Ejercicios propuestos.
a) En el texto sobre las salas de chat, ¿con qué nombre se dio de alta quien narra?
b) Resume en dos oraciones el texto sobre las salas de chat y las redes sociales.

Texto proporcionado.
=-=-=-=-=

Después de un atisbo veloz dedujimos que la más concurrida era la de Yahoo, así es que hacia allá orientamos
las baterías. Los temas eran asombrosos. La mayoría eran sobre música, cine, amistad
o sexo explícito, pero había otros francamente más retorcidos que los
evidentes. Recuerdo uno que pretendía aglutinar bajo su título a los “Amantes
de los muñecos de peluche”. Jamás entré. Posiblemente se trataba, en efecto, de
una sala dedicada a eso mismo, fundada por alguna chiquilla demasiado cursi,
pero nadie me aseguraba que el moderador de semejante logia no fuese un gordo camionero
de Kansas adicto a los poppers pretendiendo
ser aquella chiquilla de rulos dorados y pijama de Hello Kitty.
Aún no era El Bicho, así es que me di de alta como Sable y en vez de pretender ser alguien
más, con la seguridad de que nadie me creería de todas formas, decidí ser yo
mismo por una sencilla razón: no soy bueno con las mentiras, me pongo tan
nervioso que siempre me atrapan o pierdo el hilo del argumento.
La cosa fue que durante la investigación, además de conocer
a quien sería mi novia por tres años con promesa de matrimonio, descubrí que, a
diferencia del presente, los usuarios de internet, lejos de alienarse,
mostraban una enorme urgencia por socializar. La disminución de las distancias
y los horarios imponía un interés real por conocer nuevos amigos, nuevas
culturas y, por qué no, al amor de tu vida.
Entre los personajes que más recuerdo, y que atesoré durante
un buen tiempo, destacaba Ana, una mujer de alrededor de 40 años, que vivía en
Villahermosa y que de pronto halló en mí el vertedero ideal para sus problemas
de matrimonio con un tipo que sencillamente no le hacía caso. Conforme
transcurrió el tiempo ella tomó más confianza y comenzó a enviarme fotografías
suyas, algunas algo aceleradas, que denotaban esa urgencia por sentirse
interesante. Finalmente Ana (nombre real), convenció a su viajante marido de
traerla al DF y la conocí en el bar de Sanborns del María Isabel. No mentía. Ella
era la de las imágenes y sus necesidades eran legítimas también. Lejos de lo
que pudiera suceder, aquella situación me hizo entender que, en el caso de Ana,
internet y los salones de chat eran
su único asidero con su propia realidad. Y si esto lo ubicamos en el presente
de las redes sociales, tenemos un grave problema.
De acuerdo con la finalidad primigenia de las redes
sociales, estos juguetes virtuales pretenden promover la socialización entre
los usuarios, ya sea de forma fraterna o bien como un medio de difusión de
marcas y proyectos que busca el alcance de la mayor cantidad de usuarios. ¿Entonces
por qué Facebook tiene un número limitado de amigos?
El problema de las redes sociales es que dicha socialización
se limita a tu círculo más cercano. Es como tener un público cautivo que, como todos
los seres humanos, llegará a un estadio en el que tus publicaciones serán
aburridas, comunes y vacías si acaso no tienes la virtud de reinventarte como
cualquier persona que pretende evolucionar de forma honesta.

=-=-=-=-=

[Registros tomados de un conjunto de datos]

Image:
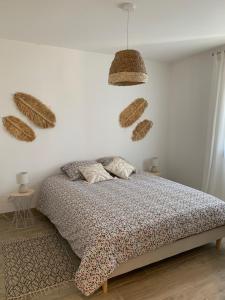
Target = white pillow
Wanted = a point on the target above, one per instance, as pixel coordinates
(94, 173)
(120, 168)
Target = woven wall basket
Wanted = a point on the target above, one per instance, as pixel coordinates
(127, 68)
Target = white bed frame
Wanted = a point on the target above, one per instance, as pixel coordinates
(161, 253)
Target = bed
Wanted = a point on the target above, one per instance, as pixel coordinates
(120, 225)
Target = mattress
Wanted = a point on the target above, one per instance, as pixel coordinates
(110, 222)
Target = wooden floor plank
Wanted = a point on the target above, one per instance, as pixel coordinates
(198, 274)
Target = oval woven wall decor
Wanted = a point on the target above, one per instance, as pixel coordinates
(141, 130)
(132, 112)
(20, 130)
(35, 110)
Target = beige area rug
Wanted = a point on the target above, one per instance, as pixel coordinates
(34, 265)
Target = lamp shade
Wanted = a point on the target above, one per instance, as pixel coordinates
(22, 178)
(127, 68)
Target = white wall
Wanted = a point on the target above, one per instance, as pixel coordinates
(74, 84)
(188, 113)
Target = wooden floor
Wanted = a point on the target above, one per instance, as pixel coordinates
(198, 274)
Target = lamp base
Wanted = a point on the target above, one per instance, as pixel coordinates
(23, 188)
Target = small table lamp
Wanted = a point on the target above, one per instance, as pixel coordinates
(155, 165)
(23, 180)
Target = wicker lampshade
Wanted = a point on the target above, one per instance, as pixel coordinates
(127, 68)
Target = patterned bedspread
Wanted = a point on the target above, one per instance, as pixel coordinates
(109, 222)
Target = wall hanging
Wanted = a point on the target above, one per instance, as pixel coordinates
(128, 67)
(141, 130)
(35, 110)
(18, 129)
(132, 112)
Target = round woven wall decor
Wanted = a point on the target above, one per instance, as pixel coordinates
(127, 68)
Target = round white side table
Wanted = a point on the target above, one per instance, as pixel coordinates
(23, 216)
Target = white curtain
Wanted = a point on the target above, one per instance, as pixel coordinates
(214, 170)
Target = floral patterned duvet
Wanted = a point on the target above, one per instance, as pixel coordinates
(109, 222)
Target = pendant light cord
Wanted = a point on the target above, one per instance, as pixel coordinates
(128, 20)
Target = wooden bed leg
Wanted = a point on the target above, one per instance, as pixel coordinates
(218, 244)
(105, 287)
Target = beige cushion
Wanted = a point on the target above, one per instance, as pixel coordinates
(95, 173)
(72, 169)
(120, 168)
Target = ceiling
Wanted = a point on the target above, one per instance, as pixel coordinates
(165, 30)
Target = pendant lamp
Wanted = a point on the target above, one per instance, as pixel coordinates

=-=-=-=-=

Soluciones.
a) Con el nombre de Sable.

b) Quien narra se dio de alta como Sable en la sala de chat de Yahoo y descubrió que los usuarios de internet de entonces mostraban una enorme urgencia por socializar, como Ana, para quien internet y los salones de chat eran su único asidero con su propia realidad. El problema de las redes sociales es que esa socialización se limita al círculo más cercano, un público cautivo para el que las publicaciones acabarán siendo aburridas, comunes y vacías si uno no sabe reinventarse.